#### Data shown
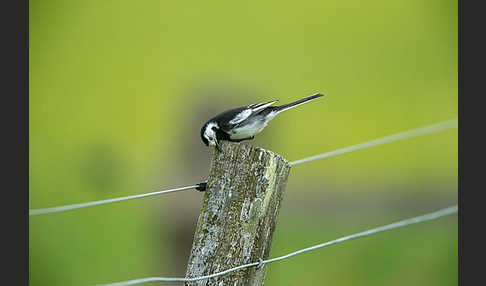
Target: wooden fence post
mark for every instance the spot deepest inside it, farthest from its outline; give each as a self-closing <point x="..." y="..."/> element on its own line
<point x="239" y="214"/>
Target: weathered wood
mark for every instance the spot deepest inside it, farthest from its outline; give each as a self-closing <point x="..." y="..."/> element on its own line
<point x="239" y="214"/>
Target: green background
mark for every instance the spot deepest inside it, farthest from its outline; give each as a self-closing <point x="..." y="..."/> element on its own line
<point x="120" y="89"/>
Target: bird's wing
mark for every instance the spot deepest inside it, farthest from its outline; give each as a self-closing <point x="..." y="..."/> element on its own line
<point x="244" y="114"/>
<point x="251" y="109"/>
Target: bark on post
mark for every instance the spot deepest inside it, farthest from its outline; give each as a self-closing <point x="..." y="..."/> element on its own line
<point x="239" y="214"/>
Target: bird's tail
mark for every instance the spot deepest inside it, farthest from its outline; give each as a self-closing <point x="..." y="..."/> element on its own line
<point x="297" y="103"/>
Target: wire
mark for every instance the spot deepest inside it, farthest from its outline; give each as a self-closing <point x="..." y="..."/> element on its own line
<point x="95" y="203"/>
<point x="399" y="136"/>
<point x="430" y="216"/>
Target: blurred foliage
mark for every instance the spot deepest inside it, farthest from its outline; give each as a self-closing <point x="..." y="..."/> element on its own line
<point x="120" y="89"/>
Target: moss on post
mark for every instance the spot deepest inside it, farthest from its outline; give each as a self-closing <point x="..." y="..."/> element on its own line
<point x="239" y="214"/>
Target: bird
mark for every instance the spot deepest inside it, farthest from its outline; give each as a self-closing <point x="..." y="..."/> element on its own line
<point x="243" y="123"/>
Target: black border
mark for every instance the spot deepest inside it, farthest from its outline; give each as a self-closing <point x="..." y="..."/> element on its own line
<point x="14" y="20"/>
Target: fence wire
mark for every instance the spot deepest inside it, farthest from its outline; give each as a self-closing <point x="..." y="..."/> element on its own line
<point x="399" y="136"/>
<point x="430" y="216"/>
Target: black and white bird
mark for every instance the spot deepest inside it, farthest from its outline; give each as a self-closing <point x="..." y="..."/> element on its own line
<point x="243" y="123"/>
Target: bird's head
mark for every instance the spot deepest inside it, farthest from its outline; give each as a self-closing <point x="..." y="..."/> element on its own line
<point x="208" y="134"/>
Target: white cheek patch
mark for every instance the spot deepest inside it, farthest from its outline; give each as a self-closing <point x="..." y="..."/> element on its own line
########
# [Exercise requirements]
Rewrite all of the data above with every occurrence of "post" changed to "pole" and everything else kept the same, leaving out the pictures.

# [Final result]
Target: wooden fence pole
mark for every instance the spot deepest inside it, farthest from its outline; give each as a self-closing <point x="..." y="..."/> element on its own line
<point x="239" y="214"/>
Target: weathered wood
mark for every instance the spot deepest inside it, farthest from its outline; give each as a self-closing <point x="..." y="..."/> element on its own line
<point x="239" y="214"/>
Target: green background
mark for every instance the spot deepest inside it, farthest from its outline; give each as a self-closing <point x="..." y="..."/> element on its own line
<point x="120" y="89"/>
Target: bird's wing
mark for every instance the spot deepest inside it, farthest from its outline; give each as a self-closing <point x="..." y="..."/> element on its own line
<point x="244" y="114"/>
<point x="251" y="109"/>
Target: bark on pole
mark for every instance the spot deepest inside it, farthest from its outline; give each as a self-closing <point x="..." y="..."/> element on its own line
<point x="239" y="214"/>
Target: bird's tail
mark for every instance the spot deepest inside it, farthest from its outline; give each as a self-closing <point x="..." y="..."/> element on its own line
<point x="297" y="103"/>
Target: wire
mark for every instance the spot deepest inside it, farthest from its outline; give each as a self-closing <point x="..." y="..."/> element on its own line
<point x="95" y="203"/>
<point x="399" y="136"/>
<point x="430" y="216"/>
Target: blurred foliage
mark for every instance the spot deepest inside it, farthest from its outline; give each as a self-closing <point x="..." y="..."/> element on its own line
<point x="120" y="89"/>
Target: moss on pole
mark for every instance the spot deepest inside it, farthest from its outline; give each as a self-closing <point x="..." y="..."/> element on its own line
<point x="239" y="214"/>
Target: bird
mark for every instance the spot deepest inside it, farthest from its outline; give each as a self-closing <point x="..." y="..."/> element on its own line
<point x="243" y="123"/>
Target: black border
mark for every instance the spot deepest inside it, farthest from its outline; give each as a self-closing <point x="..." y="..."/> element on its own line
<point x="14" y="20"/>
Target: fence wire
mark for every instance the spot deepest inside it, farthest from its outline; give each as a self-closing <point x="..." y="..."/> element on its own line
<point x="399" y="136"/>
<point x="430" y="216"/>
Target: black and white bird
mark for every instance the spot deepest inside it, farthest from its outline; give each as a self-closing <point x="..." y="..."/> element on its own line
<point x="243" y="123"/>
Target: bird's head
mark for every instance the spot deepest inside it, farthest from its outline; give each as a self-closing <point x="..." y="..."/> element on its own line
<point x="208" y="134"/>
Target: white cheek patch
mark for every instance the spot deepest inside it, farthest from its outline; give each as a self-closing <point x="..." y="..."/> element on its own line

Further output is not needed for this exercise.